In the entries below, how many lines contain the string "whole"? Respond with the number only.
+ + + + +
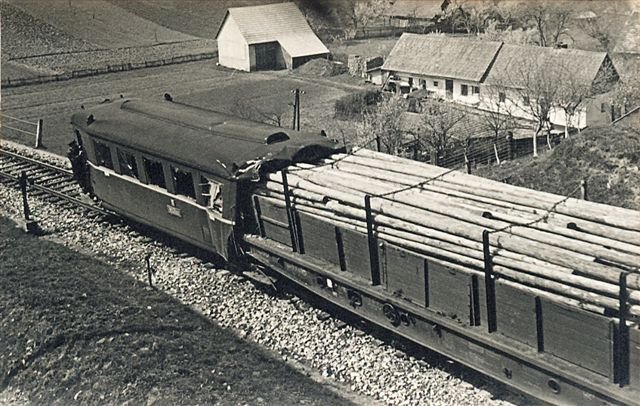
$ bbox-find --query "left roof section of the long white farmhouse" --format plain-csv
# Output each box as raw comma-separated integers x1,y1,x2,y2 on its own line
382,33,502,82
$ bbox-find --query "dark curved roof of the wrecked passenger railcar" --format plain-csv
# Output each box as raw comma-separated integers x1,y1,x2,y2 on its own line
71,100,341,180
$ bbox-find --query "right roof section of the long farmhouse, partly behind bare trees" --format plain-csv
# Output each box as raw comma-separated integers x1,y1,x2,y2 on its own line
485,44,607,87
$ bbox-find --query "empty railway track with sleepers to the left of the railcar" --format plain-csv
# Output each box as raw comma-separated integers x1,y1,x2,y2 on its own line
0,147,112,216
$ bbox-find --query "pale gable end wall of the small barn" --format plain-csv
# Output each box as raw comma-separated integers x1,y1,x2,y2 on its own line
218,15,255,72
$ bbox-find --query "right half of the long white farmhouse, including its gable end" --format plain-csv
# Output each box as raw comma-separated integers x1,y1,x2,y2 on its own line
488,44,618,129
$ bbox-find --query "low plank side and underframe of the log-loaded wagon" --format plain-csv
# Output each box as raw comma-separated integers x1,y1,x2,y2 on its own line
245,199,640,404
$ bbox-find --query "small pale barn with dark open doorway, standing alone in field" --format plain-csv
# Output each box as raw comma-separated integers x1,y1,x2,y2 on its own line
216,3,329,72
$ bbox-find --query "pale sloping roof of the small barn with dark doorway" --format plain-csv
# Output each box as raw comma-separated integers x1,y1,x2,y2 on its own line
216,2,329,57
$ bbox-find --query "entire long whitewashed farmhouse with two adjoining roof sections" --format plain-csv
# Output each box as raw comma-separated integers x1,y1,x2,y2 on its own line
382,34,618,128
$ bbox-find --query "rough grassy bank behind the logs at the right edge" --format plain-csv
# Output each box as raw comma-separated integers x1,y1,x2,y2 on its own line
475,126,640,210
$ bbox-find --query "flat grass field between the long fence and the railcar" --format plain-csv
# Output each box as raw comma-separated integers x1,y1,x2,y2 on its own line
1,61,361,154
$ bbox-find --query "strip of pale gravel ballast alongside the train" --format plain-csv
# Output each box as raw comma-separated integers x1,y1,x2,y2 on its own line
0,144,529,405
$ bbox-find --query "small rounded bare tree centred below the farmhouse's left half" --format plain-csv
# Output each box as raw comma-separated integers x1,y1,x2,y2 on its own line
416,99,469,159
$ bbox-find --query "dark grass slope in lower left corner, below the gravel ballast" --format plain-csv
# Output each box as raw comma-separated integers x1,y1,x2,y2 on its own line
0,217,349,404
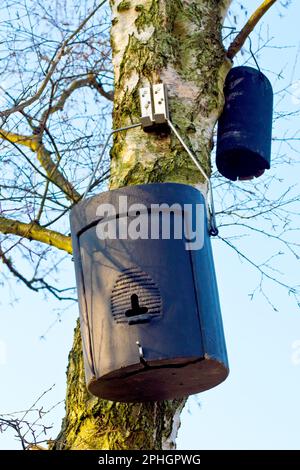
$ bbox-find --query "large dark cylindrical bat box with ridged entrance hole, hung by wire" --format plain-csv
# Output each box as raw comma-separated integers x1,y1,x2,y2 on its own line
71,183,228,402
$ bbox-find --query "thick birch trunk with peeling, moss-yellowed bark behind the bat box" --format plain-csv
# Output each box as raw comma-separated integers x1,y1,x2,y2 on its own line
54,0,231,450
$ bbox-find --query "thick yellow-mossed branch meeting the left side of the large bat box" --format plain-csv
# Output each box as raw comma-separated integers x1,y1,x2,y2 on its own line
0,217,72,254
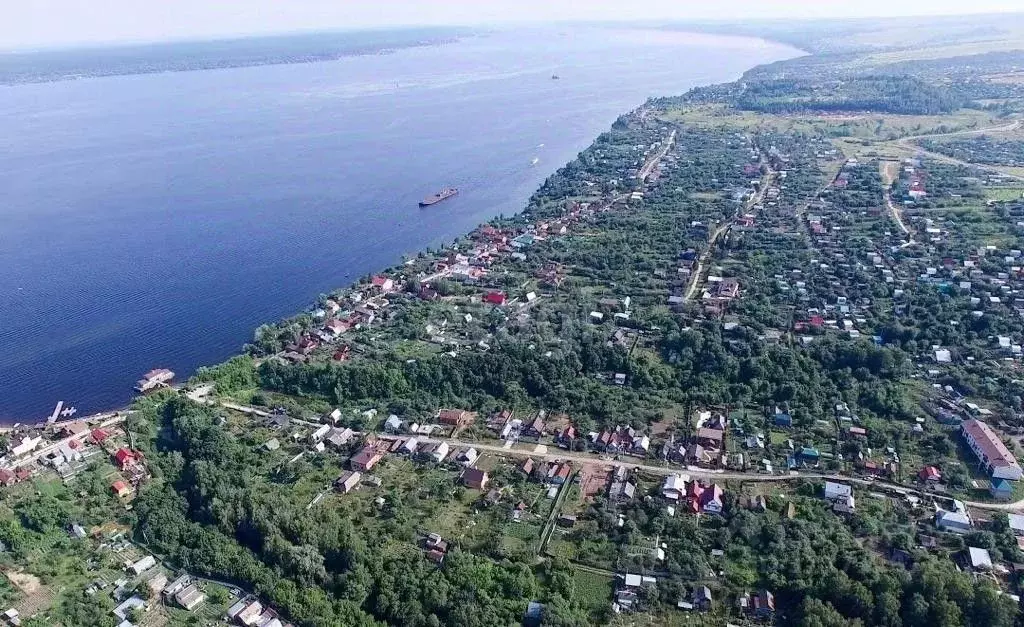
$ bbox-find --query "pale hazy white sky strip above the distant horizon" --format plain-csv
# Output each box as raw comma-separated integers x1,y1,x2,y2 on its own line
6,0,1022,49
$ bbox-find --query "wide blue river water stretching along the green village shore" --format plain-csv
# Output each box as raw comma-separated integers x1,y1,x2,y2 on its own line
0,29,796,421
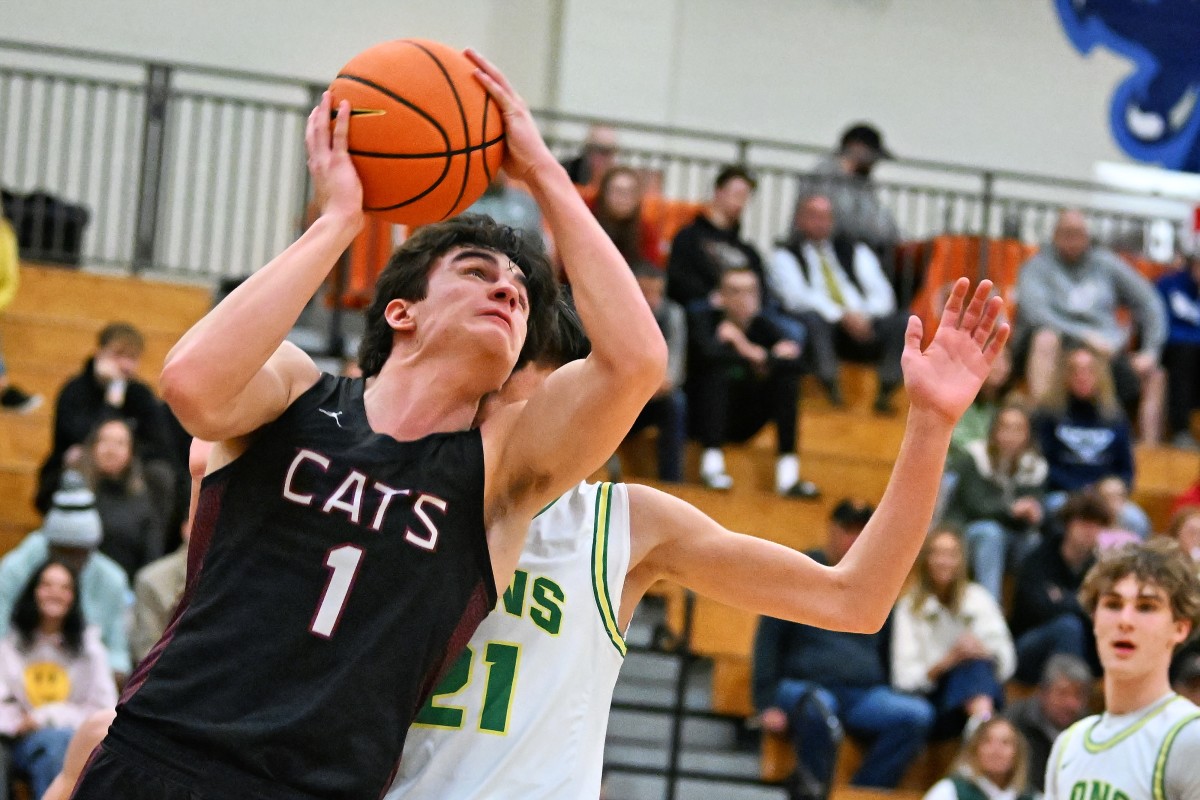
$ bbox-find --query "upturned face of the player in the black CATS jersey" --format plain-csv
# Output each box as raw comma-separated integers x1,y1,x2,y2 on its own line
413,247,529,386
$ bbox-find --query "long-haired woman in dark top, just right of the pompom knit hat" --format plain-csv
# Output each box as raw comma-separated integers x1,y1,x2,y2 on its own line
79,419,164,581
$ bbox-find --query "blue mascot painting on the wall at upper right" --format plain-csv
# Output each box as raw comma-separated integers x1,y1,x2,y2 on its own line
1055,0,1200,173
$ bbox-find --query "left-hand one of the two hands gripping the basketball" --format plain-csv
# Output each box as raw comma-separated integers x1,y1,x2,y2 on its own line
304,91,362,223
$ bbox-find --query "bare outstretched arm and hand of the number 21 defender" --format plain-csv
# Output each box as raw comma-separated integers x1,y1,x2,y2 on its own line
622,278,1008,632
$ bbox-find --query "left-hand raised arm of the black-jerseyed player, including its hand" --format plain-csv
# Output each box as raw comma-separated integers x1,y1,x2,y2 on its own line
160,92,362,441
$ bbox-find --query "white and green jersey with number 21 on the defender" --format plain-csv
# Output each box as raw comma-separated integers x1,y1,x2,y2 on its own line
386,483,629,800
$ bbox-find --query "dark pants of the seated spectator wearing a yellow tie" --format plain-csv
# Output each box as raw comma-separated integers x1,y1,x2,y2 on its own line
799,311,908,392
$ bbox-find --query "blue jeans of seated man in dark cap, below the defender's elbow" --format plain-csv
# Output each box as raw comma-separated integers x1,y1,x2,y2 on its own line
775,679,934,789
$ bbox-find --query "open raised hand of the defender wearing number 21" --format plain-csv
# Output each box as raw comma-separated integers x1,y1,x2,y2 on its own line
901,278,1009,425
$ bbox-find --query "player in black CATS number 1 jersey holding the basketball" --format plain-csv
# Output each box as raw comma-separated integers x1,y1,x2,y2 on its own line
74,53,666,800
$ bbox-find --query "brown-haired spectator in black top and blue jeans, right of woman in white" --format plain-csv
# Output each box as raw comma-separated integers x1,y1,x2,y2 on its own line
1009,491,1112,684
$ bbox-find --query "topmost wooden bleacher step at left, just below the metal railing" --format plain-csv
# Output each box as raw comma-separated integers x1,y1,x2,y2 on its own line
7,263,212,330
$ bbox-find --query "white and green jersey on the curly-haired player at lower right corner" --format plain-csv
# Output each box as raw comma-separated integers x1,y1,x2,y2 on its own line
1045,693,1200,800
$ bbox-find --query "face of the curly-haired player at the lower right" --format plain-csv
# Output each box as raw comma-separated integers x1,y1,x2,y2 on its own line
1093,575,1189,678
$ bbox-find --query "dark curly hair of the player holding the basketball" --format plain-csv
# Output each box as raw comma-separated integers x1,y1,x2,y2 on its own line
359,213,558,378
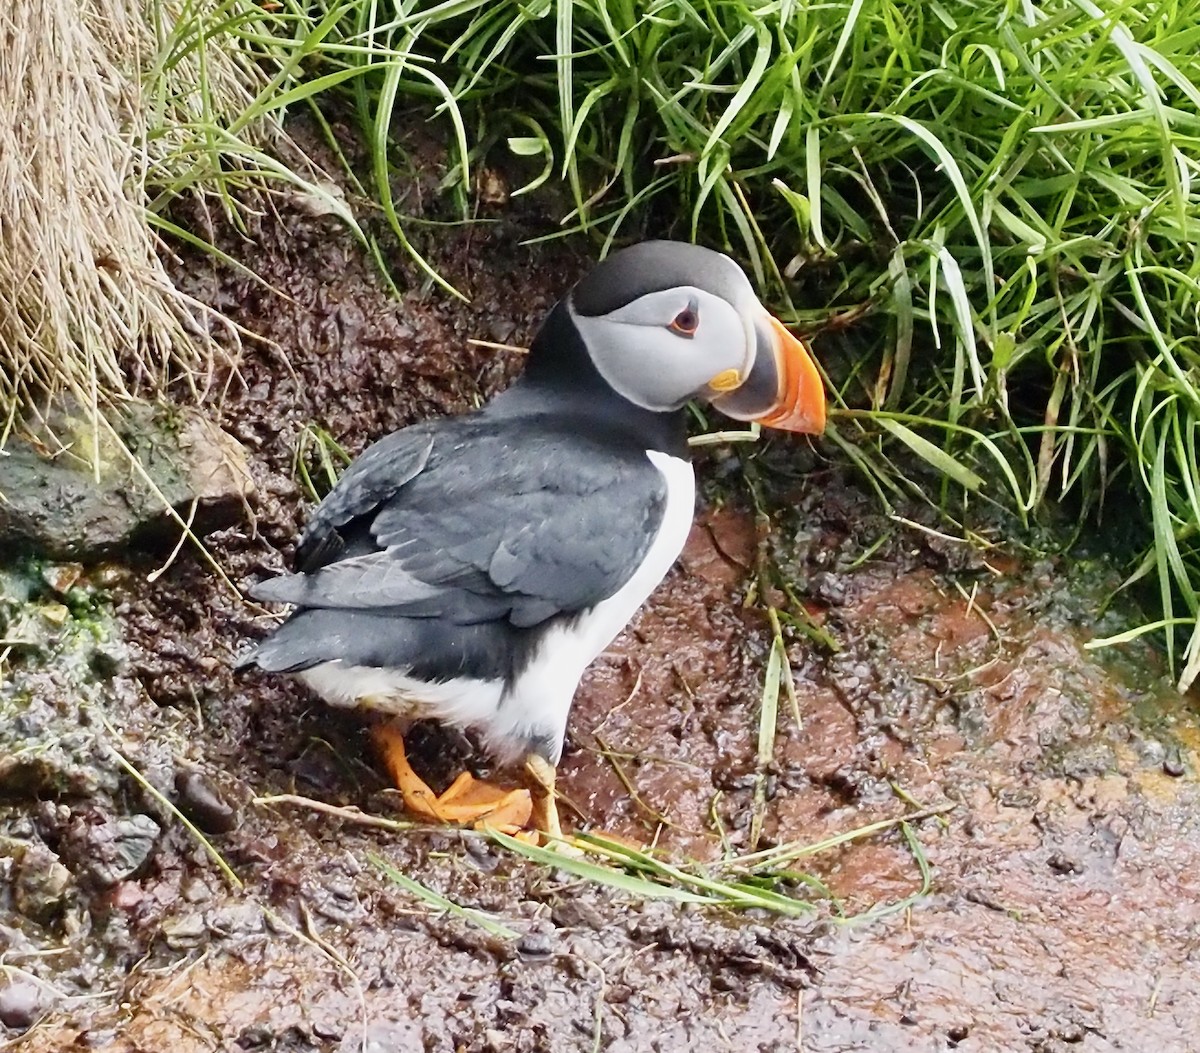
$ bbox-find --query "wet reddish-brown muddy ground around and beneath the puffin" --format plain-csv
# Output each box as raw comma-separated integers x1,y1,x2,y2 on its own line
0,119,1200,1053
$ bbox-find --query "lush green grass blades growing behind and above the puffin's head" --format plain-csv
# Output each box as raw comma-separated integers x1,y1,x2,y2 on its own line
147,0,1200,685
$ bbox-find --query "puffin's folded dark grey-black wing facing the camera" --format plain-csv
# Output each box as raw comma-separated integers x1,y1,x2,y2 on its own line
253,417,667,627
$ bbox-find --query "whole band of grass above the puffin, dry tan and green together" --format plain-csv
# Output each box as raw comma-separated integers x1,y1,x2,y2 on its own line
9,0,1200,686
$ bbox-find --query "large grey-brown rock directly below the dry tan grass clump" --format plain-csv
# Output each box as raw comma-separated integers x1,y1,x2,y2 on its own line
0,403,254,563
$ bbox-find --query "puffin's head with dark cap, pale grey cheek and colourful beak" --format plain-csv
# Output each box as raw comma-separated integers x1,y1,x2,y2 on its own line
565,241,826,434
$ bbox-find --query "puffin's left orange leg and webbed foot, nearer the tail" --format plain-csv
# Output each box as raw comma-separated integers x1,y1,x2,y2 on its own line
371,724,533,836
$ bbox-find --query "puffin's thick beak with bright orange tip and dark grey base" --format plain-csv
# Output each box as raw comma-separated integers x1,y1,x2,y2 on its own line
712,312,826,435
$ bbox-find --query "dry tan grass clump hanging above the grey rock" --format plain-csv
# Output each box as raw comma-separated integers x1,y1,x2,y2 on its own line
0,0,285,455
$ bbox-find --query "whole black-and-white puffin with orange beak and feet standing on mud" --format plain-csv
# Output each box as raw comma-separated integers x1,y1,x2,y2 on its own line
238,241,826,843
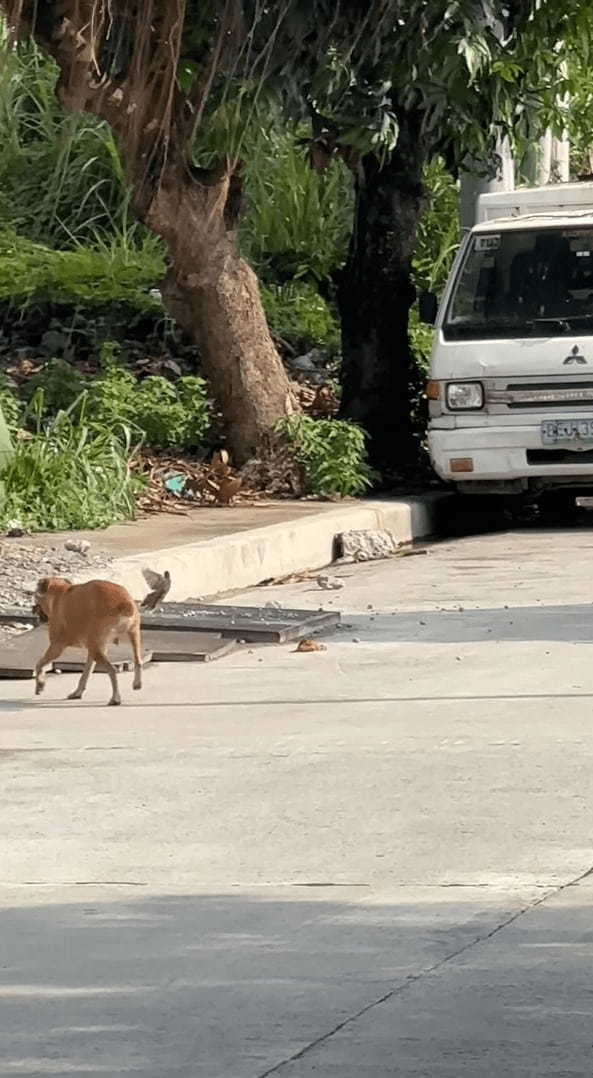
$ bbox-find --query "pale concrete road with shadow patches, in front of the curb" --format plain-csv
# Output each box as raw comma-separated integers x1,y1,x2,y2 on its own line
0,517,593,1078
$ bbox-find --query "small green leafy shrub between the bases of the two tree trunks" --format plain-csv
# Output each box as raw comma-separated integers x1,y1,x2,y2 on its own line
277,415,373,498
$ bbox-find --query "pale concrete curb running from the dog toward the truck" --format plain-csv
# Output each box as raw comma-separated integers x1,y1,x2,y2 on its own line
80,494,446,602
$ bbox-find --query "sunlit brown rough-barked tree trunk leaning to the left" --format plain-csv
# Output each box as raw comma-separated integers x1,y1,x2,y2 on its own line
144,167,297,465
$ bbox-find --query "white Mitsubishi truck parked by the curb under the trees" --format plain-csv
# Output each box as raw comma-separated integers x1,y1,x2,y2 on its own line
420,183,593,500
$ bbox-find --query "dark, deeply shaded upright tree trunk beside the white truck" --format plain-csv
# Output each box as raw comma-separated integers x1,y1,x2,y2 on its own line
339,116,425,474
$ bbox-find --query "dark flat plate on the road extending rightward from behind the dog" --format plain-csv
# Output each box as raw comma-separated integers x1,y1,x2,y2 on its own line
142,603,340,644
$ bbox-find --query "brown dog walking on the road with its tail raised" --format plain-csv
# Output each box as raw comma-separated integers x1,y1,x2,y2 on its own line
35,577,142,705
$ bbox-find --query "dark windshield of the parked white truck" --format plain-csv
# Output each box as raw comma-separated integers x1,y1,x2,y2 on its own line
443,227,593,338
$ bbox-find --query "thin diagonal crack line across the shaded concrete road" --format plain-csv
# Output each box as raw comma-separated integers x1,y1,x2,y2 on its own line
258,866,593,1078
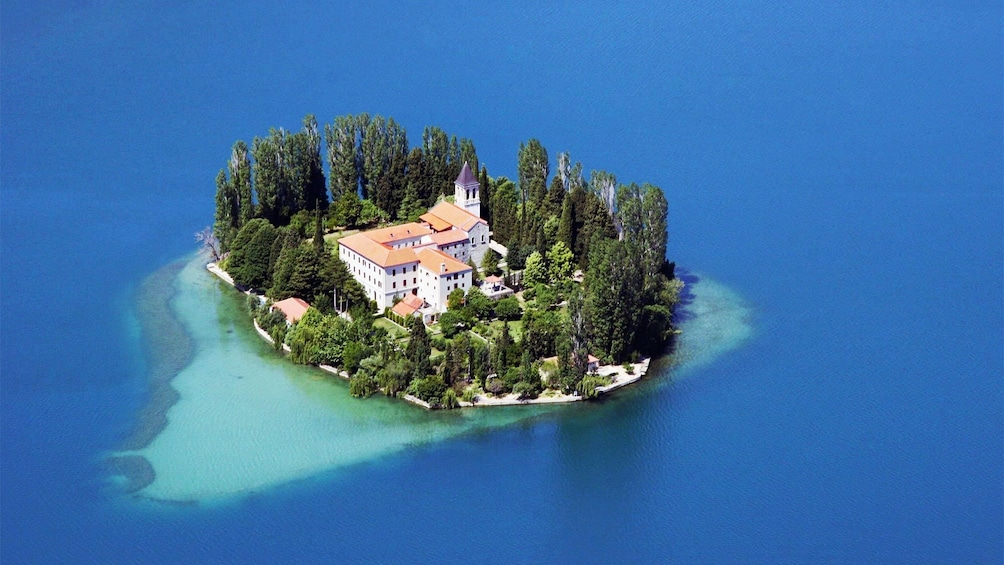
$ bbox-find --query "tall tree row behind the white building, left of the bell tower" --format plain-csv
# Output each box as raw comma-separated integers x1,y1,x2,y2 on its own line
+ + + + +
→ Exercise answer
2